医学界新聞

 

 〔連載〕ChatBooth

 おしゃれが健康のバロメータ-90歳のレディ

 馬庭恭子



 えりさんは,耳下腺がんで,顔面神経麻痺の後遺症があり,左眼瞼下垂,顔の半分が少し変形している。その後,子宮がんとなり,娘さんのいる東京で手術。放射線療法を行ない,広島に戻ってきた。東京の主治医からは,
「90歳にしては,びっくりする回復ぶり……けれど1人暮らしなので心配。訪問看護を紹介しておきたい。介護保険のことも相談に乗ってあげてください」との内容で,電話が入った。
 最近,東京,大阪などの大都市の娘,息子が遠距離介護しているケースが増えてきたが,えりさんもその中の1人である。訪問すると,
「あの先生さ,ババァだから,もうだめだろうなんて,思ったのかね」

■ 作業指示 1
抜粋によると、えりさんが子宮がんの手術を受けたのはどこですか。
■ 作業指示 2
抜粋の「えりさんは,耳下腺がんで,顔」から始まって「げてください」との内容で,電話が入った。」までを、「主治医」を「担当医」に替えて書き直してください。
■ 作業指示 3
90歳のえりさんについての抜粋を、最後の文の続きから書き進めてください。

[コレクションから取り出したデータ]
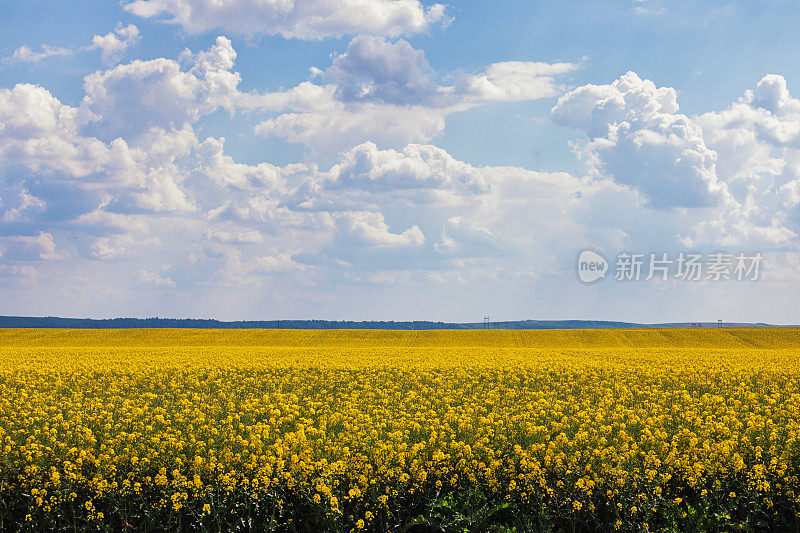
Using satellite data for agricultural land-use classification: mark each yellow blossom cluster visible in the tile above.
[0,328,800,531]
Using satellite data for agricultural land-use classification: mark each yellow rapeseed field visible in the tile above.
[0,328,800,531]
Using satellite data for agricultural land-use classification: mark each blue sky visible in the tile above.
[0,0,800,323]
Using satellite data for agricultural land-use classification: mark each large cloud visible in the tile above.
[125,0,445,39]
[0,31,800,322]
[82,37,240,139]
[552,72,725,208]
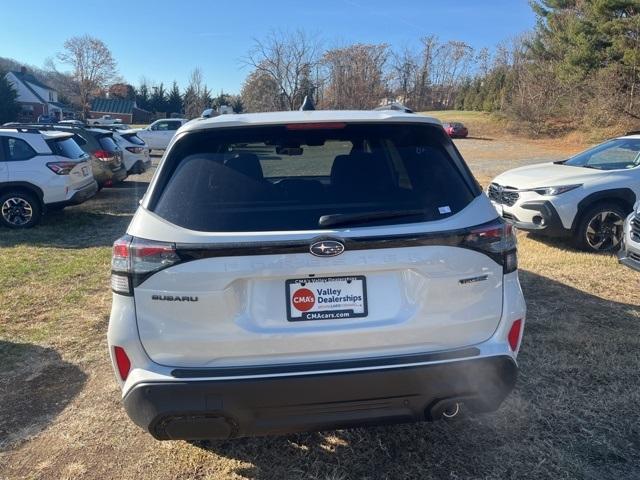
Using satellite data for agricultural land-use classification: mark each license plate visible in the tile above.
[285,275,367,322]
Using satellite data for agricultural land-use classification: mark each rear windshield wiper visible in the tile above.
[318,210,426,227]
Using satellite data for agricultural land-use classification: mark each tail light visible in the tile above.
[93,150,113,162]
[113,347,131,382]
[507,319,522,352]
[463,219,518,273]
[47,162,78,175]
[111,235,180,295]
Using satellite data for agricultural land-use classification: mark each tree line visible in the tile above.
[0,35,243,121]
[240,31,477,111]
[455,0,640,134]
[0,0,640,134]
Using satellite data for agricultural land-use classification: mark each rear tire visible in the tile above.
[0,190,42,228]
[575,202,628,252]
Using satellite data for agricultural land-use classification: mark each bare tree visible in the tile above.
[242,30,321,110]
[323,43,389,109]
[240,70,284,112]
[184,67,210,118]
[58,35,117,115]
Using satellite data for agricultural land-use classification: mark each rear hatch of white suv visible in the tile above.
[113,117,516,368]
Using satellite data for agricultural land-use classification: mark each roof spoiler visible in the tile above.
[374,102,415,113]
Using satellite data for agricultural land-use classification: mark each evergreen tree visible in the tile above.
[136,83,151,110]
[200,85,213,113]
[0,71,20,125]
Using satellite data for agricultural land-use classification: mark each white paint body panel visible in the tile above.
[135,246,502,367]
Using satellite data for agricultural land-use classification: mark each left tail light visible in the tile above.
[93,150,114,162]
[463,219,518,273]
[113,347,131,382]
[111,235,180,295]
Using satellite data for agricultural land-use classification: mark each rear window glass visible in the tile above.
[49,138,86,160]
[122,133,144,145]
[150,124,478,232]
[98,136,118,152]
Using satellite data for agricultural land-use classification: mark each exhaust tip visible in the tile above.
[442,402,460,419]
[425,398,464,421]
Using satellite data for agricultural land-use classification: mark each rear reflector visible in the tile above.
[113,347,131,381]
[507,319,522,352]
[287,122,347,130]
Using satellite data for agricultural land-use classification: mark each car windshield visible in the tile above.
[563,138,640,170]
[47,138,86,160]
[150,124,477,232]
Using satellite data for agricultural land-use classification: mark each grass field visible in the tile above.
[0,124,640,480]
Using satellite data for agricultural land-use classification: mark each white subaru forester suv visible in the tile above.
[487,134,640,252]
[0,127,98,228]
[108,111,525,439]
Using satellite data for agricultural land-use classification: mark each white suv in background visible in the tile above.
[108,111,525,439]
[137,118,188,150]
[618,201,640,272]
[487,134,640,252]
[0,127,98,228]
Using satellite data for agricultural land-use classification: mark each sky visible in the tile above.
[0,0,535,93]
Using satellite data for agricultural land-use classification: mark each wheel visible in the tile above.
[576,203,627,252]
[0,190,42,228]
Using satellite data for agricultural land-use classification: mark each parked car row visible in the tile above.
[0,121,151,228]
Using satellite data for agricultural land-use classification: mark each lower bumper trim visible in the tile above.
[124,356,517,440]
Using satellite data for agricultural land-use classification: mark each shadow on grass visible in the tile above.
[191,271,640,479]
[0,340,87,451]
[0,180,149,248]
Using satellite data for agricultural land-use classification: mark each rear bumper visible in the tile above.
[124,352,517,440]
--
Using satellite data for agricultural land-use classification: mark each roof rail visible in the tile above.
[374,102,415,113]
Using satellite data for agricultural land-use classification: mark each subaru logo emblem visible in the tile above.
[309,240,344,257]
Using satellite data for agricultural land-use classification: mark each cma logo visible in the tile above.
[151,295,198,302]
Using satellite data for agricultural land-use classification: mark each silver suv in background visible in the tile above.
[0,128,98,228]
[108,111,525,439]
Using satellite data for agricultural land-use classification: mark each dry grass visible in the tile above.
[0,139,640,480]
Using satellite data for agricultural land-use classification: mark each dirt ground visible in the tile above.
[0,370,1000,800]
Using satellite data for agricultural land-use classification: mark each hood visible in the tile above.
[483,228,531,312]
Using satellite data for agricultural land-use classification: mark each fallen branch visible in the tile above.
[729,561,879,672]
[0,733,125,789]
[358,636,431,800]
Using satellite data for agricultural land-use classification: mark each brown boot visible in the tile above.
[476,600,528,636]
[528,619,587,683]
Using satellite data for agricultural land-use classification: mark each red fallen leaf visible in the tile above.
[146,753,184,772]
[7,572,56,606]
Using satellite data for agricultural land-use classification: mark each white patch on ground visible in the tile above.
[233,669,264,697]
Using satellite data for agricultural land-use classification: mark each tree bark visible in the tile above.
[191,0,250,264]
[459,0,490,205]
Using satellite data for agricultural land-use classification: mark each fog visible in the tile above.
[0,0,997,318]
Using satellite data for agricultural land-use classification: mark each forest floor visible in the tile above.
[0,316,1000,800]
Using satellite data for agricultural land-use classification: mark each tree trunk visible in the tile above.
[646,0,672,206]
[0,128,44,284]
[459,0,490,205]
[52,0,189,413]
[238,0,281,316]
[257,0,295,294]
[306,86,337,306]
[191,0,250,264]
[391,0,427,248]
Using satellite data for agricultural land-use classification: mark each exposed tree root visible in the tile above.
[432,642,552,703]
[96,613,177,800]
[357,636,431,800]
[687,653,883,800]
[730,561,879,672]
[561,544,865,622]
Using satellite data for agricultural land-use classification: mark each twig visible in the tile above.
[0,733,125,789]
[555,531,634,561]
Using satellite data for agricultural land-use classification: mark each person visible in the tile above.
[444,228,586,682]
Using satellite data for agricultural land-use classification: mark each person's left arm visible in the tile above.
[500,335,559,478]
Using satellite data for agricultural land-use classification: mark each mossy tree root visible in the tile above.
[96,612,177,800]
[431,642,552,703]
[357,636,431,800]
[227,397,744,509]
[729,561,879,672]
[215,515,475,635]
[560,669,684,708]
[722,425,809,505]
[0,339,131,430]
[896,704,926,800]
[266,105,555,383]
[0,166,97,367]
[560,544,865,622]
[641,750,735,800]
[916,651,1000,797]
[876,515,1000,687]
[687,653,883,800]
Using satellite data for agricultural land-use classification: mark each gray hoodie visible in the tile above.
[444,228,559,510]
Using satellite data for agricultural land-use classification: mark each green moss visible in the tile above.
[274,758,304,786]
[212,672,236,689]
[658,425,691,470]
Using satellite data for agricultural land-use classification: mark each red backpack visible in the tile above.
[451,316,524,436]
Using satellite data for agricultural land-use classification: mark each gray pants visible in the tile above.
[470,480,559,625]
* * *
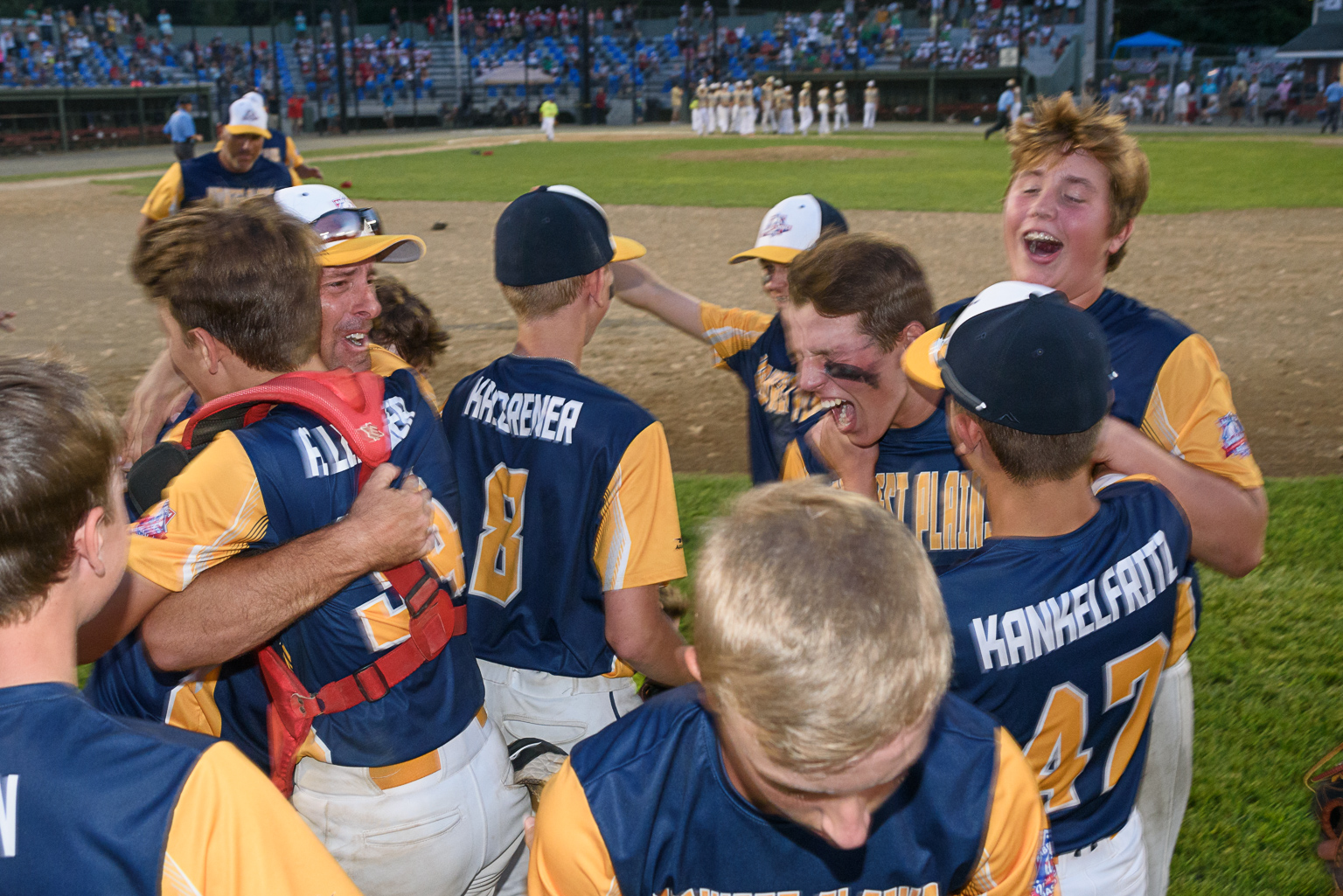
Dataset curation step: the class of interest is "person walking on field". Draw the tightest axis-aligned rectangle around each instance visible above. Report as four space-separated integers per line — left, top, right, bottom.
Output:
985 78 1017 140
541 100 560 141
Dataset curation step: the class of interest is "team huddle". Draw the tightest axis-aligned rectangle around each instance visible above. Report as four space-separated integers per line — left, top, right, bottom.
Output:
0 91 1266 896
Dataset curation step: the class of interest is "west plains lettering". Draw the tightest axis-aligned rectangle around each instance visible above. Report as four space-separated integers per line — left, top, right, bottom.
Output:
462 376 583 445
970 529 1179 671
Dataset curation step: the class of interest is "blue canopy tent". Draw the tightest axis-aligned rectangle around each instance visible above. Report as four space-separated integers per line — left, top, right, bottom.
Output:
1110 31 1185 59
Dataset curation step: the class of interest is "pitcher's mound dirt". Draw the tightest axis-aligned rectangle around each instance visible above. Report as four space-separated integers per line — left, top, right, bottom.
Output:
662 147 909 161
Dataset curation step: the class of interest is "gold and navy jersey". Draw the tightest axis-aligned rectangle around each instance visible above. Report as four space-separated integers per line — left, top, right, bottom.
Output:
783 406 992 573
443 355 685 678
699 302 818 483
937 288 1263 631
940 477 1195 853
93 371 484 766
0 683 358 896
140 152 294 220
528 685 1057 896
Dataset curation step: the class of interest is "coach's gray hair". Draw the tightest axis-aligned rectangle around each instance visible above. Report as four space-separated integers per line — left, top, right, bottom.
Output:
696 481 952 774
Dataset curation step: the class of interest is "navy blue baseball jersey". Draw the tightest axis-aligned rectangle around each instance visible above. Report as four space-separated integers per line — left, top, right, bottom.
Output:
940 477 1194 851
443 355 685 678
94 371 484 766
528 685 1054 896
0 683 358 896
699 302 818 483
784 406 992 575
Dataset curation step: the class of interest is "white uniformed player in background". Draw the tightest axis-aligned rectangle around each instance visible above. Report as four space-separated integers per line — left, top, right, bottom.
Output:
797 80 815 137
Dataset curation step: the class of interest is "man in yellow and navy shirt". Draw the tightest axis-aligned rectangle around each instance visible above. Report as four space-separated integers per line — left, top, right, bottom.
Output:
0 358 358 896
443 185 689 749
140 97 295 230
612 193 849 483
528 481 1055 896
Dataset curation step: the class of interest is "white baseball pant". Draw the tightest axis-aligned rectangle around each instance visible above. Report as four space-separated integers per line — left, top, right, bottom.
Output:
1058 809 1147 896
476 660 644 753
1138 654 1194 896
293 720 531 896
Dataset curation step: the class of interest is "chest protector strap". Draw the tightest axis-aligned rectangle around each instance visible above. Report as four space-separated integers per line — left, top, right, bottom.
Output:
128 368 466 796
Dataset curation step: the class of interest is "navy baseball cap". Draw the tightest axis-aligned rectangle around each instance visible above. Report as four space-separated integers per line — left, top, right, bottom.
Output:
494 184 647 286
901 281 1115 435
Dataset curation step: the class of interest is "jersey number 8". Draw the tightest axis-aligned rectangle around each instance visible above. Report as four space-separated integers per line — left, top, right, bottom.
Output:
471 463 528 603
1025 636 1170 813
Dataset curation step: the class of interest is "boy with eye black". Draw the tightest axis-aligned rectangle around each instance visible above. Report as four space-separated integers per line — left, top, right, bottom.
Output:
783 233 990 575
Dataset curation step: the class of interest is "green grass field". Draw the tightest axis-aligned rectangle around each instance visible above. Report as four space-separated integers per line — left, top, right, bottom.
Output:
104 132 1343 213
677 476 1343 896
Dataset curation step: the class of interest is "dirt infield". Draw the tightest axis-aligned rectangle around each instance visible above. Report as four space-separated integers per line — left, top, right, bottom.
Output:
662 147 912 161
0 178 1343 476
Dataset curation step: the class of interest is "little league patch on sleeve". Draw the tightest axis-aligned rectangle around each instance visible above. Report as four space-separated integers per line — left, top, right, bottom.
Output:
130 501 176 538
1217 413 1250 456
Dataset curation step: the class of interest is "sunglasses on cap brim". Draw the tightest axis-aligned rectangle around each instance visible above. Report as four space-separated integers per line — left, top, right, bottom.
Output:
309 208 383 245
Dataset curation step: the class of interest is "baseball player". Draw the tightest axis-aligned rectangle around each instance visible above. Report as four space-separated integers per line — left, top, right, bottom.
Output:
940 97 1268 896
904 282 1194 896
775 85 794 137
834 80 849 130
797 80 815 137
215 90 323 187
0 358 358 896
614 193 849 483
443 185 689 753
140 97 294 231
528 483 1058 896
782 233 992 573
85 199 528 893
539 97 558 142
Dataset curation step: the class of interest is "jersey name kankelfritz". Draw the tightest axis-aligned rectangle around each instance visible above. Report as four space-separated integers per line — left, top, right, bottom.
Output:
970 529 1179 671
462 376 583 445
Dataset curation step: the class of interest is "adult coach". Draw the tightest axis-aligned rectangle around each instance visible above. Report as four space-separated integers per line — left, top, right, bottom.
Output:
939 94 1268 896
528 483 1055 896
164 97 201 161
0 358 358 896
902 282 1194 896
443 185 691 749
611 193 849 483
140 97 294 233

■ 回答 1
娘さんのいる東京です。

■ 回答 2
えりさんは,耳下腺がんで,顔面神経麻痺の後遺症があり,左眼瞼下垂,顔の半分が少し変形している。その後,子宮がんとなり,娘さんのいる東京で手術。放射線療法を行ない,広島に戻ってきた。東京の担当医からは,
「90歳にしては,びっくりする回復ぶり……けれど1人暮らしなので心配。訪問看護を紹介しておきたい。介護保険のことも相談に乗ってあげてください」との内容で,電話が入った。

■ 回答 3
首をくすめて,茶目っ気たっぷり。
「でも,どっこい,よくなっちゃってさ。ヘエーって驚いてた」
 短髪をカチューシャで,きりりとまとめ,薄化粧。よくみるとマニュキアもしている。曾孫だという少女のにっこり顔の写真がテレビの上にある。そーっと,訪問カルテの生年月日の記載に目を通すと「明治」だ。しかし,もう1度,本人の顔をみると,どうみても70代の雰囲気なのである。
「私ね。すぐ忘れるのよ。誰だったか,いつだったか。それに,聞こえにくいのよ。おまけに,これまた便秘気味なの。でも,浣腸は自分できるわ。夜はね,推理小説を読んで,遅くまで起きてるの。朝は弱いのよ。11時ごろにゆっくり起きてコーヒー。牛乳入れてね。それから……」と生活パターンを説明し,
「前はね,友だちと喫茶店で待ち合わせして,おしゃべりするのが楽しみだったの。でも,がんで入院したとか,転んで足を折って寝たっきりになったとか。まったく年寄り病でね。ほとんどが先に死んじゃっていなくなっちゃったわ」
「淋しくなられたんですね」
「そう,おしゃべりする友だちがほしいわ」
「お友だちが一番必要ですね」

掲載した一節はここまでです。